__Action item__. Filter the records below for the word "positive". Keep each line that has it.

__Study material__.

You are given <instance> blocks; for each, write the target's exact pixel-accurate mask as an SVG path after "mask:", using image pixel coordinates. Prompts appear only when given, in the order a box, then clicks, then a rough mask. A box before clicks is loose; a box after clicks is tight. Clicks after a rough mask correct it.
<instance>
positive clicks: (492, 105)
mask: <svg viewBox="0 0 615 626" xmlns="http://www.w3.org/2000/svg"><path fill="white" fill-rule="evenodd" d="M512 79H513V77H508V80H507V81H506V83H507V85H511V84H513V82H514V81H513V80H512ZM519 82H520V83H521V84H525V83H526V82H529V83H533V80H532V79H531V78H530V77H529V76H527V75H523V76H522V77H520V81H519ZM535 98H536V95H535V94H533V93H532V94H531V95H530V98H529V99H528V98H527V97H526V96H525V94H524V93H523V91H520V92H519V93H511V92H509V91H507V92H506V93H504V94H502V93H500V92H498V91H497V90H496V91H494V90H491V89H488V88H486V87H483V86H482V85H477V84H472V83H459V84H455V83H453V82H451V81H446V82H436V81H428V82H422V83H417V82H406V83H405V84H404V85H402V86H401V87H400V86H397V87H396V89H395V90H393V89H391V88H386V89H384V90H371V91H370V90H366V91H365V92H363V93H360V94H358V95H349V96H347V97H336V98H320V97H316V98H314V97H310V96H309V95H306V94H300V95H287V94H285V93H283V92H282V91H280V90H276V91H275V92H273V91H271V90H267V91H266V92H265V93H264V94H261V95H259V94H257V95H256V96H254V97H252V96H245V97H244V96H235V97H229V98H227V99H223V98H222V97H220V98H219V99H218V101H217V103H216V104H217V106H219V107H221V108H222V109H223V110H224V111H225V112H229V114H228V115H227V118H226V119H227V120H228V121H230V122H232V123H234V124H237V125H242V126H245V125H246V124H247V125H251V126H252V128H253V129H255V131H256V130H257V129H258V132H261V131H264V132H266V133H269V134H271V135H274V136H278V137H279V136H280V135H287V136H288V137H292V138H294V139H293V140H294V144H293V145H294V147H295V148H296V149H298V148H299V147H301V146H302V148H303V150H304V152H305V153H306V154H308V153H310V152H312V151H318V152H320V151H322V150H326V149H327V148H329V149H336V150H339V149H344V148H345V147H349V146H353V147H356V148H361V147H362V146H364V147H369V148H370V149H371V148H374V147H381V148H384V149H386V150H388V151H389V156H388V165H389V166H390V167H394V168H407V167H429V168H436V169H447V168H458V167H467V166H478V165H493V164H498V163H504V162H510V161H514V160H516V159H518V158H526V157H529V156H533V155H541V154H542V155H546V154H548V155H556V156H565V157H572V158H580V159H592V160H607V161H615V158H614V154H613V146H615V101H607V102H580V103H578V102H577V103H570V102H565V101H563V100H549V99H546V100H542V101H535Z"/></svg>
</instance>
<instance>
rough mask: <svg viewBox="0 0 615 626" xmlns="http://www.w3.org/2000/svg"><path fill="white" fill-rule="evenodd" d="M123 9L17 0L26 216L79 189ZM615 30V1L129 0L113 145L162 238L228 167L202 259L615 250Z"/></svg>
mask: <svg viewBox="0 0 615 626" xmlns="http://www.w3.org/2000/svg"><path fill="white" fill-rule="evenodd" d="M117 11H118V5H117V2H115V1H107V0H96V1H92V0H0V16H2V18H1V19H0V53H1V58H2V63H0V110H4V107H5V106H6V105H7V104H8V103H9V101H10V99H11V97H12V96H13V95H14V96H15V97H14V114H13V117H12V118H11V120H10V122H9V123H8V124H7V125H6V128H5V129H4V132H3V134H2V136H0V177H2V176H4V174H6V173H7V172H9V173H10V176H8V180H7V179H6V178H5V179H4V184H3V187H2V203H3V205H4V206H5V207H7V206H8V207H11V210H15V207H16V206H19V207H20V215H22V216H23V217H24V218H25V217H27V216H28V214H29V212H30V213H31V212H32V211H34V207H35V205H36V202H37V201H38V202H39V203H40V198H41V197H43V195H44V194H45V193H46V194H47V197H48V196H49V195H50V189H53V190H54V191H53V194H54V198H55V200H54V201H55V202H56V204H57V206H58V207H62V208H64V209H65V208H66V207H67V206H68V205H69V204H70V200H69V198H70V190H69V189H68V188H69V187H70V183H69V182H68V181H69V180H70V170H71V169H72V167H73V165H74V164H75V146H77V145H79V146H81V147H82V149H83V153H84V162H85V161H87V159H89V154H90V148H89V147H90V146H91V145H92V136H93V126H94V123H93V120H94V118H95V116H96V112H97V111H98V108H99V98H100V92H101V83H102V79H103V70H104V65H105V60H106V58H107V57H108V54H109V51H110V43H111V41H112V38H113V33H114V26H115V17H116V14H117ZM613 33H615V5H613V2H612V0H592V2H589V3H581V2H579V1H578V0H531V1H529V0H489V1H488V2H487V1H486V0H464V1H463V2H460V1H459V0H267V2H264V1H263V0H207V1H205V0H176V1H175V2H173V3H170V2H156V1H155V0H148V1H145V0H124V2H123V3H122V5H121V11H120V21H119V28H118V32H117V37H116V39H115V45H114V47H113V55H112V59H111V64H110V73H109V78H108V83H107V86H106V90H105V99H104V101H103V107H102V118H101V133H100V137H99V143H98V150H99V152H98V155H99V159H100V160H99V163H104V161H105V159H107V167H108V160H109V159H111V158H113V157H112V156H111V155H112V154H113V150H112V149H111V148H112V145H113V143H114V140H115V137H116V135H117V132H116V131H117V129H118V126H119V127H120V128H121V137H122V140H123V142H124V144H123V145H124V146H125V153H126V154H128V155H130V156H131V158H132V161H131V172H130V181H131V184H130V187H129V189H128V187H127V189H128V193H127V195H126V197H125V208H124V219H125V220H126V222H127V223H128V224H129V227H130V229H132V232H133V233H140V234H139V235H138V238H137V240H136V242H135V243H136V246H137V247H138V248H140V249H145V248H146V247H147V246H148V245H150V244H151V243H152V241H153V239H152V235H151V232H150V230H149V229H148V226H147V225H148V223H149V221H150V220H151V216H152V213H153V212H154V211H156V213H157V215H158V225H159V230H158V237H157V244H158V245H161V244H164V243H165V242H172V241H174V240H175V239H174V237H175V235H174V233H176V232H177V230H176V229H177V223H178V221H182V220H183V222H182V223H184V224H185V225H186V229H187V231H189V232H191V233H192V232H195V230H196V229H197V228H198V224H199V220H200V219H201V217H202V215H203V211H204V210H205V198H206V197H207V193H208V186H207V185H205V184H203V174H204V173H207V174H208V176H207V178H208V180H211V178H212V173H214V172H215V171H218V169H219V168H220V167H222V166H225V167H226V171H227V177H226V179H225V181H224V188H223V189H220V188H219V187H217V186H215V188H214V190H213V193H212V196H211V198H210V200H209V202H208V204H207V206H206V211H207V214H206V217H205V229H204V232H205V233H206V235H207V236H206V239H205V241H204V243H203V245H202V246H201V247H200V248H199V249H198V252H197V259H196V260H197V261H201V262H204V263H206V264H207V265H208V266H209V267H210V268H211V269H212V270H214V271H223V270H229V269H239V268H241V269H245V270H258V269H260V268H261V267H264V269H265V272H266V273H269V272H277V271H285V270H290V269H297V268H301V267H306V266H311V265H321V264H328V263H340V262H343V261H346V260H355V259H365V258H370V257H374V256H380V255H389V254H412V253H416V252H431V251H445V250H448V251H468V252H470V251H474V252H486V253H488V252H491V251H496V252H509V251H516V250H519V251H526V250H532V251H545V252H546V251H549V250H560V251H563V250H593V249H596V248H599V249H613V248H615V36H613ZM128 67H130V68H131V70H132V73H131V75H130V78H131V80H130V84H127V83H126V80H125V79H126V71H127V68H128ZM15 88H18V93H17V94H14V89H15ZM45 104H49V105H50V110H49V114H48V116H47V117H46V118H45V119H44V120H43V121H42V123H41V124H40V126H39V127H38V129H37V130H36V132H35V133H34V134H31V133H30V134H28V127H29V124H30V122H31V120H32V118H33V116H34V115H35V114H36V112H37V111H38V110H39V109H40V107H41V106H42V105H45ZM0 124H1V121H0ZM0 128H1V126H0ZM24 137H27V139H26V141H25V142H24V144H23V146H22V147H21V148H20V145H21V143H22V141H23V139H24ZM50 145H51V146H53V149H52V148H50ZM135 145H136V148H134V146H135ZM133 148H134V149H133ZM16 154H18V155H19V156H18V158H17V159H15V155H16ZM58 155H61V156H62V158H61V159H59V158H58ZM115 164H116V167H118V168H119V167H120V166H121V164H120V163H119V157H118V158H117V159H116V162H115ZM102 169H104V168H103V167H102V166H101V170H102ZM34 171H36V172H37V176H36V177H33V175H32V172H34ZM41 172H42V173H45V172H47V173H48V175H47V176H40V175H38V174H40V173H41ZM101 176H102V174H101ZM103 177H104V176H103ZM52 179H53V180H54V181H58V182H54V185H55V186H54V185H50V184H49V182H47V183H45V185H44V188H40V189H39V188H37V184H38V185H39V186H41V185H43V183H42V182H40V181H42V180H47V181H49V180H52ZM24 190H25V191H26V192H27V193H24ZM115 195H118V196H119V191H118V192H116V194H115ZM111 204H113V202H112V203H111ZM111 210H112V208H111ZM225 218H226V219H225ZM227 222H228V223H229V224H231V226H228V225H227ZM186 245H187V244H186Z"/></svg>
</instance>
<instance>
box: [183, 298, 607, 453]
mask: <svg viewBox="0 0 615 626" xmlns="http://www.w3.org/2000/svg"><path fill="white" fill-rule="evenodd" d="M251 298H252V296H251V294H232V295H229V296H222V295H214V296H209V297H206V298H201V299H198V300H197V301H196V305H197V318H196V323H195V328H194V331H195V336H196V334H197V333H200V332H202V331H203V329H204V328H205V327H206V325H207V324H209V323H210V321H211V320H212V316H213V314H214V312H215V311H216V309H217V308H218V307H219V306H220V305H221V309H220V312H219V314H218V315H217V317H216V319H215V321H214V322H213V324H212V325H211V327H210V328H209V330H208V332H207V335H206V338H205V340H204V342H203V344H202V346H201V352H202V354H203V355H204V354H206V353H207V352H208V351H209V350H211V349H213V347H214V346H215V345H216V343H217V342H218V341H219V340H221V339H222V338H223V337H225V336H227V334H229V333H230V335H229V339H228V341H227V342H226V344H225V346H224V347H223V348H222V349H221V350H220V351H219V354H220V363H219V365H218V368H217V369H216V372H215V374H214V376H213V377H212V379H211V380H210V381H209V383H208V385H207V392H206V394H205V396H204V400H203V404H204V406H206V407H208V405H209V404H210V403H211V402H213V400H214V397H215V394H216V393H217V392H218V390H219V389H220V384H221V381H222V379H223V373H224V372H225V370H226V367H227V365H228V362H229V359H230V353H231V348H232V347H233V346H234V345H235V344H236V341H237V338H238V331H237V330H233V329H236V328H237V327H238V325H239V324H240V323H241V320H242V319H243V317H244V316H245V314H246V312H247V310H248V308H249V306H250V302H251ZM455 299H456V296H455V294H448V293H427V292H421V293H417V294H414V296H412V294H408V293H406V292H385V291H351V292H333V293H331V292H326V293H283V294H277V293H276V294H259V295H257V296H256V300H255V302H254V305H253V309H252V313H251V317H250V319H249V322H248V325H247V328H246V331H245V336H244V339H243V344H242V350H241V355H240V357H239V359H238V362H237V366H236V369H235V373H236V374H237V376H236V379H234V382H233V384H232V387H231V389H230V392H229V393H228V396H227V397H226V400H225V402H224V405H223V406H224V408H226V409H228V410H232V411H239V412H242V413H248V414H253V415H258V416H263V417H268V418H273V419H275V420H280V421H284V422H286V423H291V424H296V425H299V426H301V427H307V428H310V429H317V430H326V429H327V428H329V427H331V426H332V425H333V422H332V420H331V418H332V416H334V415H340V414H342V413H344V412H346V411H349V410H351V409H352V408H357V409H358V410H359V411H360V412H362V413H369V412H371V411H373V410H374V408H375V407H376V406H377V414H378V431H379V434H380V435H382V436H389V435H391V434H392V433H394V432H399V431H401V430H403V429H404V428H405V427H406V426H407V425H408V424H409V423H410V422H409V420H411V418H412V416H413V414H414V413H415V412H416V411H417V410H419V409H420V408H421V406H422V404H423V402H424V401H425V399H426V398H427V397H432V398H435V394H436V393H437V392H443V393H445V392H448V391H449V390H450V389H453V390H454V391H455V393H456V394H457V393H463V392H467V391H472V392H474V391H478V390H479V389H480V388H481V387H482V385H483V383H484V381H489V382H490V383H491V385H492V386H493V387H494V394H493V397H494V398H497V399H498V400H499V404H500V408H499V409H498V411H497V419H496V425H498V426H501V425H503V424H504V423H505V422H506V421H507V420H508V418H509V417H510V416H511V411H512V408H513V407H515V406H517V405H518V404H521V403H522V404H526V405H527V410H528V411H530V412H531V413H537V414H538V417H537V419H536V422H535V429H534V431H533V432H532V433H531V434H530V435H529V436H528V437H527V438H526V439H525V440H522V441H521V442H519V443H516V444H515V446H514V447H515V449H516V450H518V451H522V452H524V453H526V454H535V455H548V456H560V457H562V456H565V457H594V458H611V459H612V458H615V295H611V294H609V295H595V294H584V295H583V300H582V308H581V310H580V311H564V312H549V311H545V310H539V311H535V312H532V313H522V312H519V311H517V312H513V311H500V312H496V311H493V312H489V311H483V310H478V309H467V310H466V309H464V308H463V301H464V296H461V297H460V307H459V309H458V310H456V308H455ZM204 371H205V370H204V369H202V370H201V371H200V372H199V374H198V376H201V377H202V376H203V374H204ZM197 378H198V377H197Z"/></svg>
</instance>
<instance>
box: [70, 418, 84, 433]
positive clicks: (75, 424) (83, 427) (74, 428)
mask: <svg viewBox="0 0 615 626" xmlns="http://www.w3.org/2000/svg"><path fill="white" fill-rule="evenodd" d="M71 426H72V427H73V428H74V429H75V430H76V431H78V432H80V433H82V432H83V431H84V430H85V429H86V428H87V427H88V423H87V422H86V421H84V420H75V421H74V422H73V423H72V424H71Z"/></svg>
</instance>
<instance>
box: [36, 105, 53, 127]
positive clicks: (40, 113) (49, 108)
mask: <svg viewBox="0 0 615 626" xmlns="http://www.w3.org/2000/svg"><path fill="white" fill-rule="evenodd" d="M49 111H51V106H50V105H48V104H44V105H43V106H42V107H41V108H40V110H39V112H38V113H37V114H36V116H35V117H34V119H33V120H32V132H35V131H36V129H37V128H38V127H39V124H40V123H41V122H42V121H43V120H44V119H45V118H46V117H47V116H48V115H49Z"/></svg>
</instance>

__Final answer__.
positive clicks: (492, 105)
positive clicks: (75, 424) (83, 427) (74, 428)
positive clicks: (40, 113) (49, 108)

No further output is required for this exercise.